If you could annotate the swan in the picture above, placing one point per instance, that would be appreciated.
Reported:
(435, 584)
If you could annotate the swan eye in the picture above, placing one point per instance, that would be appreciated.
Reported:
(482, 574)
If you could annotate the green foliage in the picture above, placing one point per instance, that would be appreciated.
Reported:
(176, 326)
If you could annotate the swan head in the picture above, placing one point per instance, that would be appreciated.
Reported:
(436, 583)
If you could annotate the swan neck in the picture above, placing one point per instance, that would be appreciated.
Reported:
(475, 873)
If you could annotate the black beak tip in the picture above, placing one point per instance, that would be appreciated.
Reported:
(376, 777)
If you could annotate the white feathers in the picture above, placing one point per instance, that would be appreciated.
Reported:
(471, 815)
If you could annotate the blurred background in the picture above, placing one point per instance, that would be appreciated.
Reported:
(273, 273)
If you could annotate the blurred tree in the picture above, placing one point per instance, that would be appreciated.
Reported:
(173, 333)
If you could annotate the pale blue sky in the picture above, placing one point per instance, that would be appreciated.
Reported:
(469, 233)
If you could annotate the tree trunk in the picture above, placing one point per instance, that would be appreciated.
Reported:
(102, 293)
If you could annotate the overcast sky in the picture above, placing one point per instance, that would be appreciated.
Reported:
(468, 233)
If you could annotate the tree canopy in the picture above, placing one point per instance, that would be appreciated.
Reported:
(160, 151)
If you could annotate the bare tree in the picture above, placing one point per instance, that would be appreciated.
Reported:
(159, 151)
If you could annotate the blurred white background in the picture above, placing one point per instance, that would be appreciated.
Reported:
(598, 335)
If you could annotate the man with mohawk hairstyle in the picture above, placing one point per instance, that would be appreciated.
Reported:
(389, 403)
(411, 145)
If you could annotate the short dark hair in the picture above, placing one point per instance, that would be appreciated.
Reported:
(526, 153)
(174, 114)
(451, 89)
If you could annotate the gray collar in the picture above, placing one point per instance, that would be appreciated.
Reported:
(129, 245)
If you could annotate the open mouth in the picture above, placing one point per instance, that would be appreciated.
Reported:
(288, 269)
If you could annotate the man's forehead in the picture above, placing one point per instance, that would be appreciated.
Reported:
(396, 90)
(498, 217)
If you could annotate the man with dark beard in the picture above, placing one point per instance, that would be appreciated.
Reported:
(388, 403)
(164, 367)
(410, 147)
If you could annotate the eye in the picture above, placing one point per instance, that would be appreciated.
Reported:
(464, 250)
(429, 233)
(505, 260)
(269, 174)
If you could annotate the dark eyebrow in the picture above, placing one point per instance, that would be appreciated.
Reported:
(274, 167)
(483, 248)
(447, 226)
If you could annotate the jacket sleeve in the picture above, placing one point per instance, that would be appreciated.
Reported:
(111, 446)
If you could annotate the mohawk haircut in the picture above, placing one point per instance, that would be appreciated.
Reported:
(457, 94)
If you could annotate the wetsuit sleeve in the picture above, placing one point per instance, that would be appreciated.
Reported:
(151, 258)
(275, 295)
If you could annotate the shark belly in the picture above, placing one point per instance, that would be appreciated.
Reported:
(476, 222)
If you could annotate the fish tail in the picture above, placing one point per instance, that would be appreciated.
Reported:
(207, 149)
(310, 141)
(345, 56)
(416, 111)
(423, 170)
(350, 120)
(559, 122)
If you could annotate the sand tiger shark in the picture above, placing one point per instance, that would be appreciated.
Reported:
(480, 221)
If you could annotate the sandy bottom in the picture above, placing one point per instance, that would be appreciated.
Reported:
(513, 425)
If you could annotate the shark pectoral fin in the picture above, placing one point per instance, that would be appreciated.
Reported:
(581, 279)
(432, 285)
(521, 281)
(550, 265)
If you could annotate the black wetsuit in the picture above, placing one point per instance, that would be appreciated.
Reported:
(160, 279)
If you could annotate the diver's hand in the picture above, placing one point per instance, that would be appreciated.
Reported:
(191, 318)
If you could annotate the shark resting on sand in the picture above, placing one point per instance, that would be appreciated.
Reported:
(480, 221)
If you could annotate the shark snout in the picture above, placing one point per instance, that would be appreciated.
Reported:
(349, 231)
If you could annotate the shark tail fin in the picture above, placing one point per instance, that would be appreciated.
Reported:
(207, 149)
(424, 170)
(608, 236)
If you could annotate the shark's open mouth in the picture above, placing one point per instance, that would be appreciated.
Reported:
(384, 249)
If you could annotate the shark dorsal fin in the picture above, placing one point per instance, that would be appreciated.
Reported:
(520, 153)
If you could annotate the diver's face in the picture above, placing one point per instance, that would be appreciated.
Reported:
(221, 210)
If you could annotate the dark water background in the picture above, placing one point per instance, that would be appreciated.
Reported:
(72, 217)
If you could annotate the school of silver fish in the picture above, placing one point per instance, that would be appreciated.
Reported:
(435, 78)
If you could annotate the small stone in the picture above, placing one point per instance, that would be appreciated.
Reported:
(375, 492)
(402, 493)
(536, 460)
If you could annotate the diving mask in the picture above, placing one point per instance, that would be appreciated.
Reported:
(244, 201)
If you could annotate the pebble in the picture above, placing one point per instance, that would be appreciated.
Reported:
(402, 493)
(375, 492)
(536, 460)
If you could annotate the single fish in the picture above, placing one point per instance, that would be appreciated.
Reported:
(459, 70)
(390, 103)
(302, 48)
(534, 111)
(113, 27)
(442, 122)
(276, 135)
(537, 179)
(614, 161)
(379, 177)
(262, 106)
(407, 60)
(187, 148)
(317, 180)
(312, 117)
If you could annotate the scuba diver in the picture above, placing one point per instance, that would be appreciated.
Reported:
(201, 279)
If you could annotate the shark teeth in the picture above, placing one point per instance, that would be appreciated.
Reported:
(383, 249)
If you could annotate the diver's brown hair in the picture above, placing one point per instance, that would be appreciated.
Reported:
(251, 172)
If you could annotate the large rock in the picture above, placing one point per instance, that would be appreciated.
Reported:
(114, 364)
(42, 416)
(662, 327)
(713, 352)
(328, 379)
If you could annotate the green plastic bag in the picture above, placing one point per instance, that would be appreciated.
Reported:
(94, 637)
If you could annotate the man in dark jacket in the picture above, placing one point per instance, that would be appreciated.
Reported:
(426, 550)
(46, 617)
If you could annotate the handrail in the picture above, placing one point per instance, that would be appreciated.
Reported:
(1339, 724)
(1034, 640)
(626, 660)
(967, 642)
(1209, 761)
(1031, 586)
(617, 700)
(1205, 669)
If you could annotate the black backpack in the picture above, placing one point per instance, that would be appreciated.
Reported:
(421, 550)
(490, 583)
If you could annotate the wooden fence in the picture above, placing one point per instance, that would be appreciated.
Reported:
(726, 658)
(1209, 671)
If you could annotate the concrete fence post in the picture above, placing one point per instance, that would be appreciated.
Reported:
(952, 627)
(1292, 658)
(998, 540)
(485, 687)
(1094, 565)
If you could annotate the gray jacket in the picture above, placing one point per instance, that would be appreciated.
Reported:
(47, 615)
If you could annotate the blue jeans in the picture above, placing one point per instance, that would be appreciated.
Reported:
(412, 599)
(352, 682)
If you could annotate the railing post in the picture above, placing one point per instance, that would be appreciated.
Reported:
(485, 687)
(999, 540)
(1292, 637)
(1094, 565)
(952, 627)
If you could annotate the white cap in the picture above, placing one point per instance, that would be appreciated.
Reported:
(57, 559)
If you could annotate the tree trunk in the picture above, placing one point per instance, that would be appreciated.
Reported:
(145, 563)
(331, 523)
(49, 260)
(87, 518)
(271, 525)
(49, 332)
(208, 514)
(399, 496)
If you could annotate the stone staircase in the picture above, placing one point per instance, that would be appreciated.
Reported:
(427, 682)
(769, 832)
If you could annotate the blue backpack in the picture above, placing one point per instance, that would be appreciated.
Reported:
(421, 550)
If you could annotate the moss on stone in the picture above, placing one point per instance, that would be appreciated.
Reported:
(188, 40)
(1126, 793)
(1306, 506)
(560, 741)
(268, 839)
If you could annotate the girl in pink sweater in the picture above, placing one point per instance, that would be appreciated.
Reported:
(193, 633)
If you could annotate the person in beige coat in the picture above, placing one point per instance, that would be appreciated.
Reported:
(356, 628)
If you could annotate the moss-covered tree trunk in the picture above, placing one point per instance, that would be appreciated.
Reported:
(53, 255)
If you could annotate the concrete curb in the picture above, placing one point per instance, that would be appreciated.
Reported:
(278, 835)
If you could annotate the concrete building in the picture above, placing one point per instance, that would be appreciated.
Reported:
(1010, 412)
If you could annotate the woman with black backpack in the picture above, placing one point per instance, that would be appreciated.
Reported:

■ ■ ■ ■ ■ ■ ■

(EXERCISE REQUIREMENTS): Word for word, restate the lines of the data above that fall between the line holding "If you could annotate the black beak" and the line holding "If you could annotate the white feathers", inclusive, and no other lines.

(FINISHED TASK):
If you could annotate the black beak tip in the picture above, placing one point per instance, that would be appreciated.
Reported:
(376, 777)
If you could annotate the white feathers in the picture above, placing one point per instance, that would be appreciated.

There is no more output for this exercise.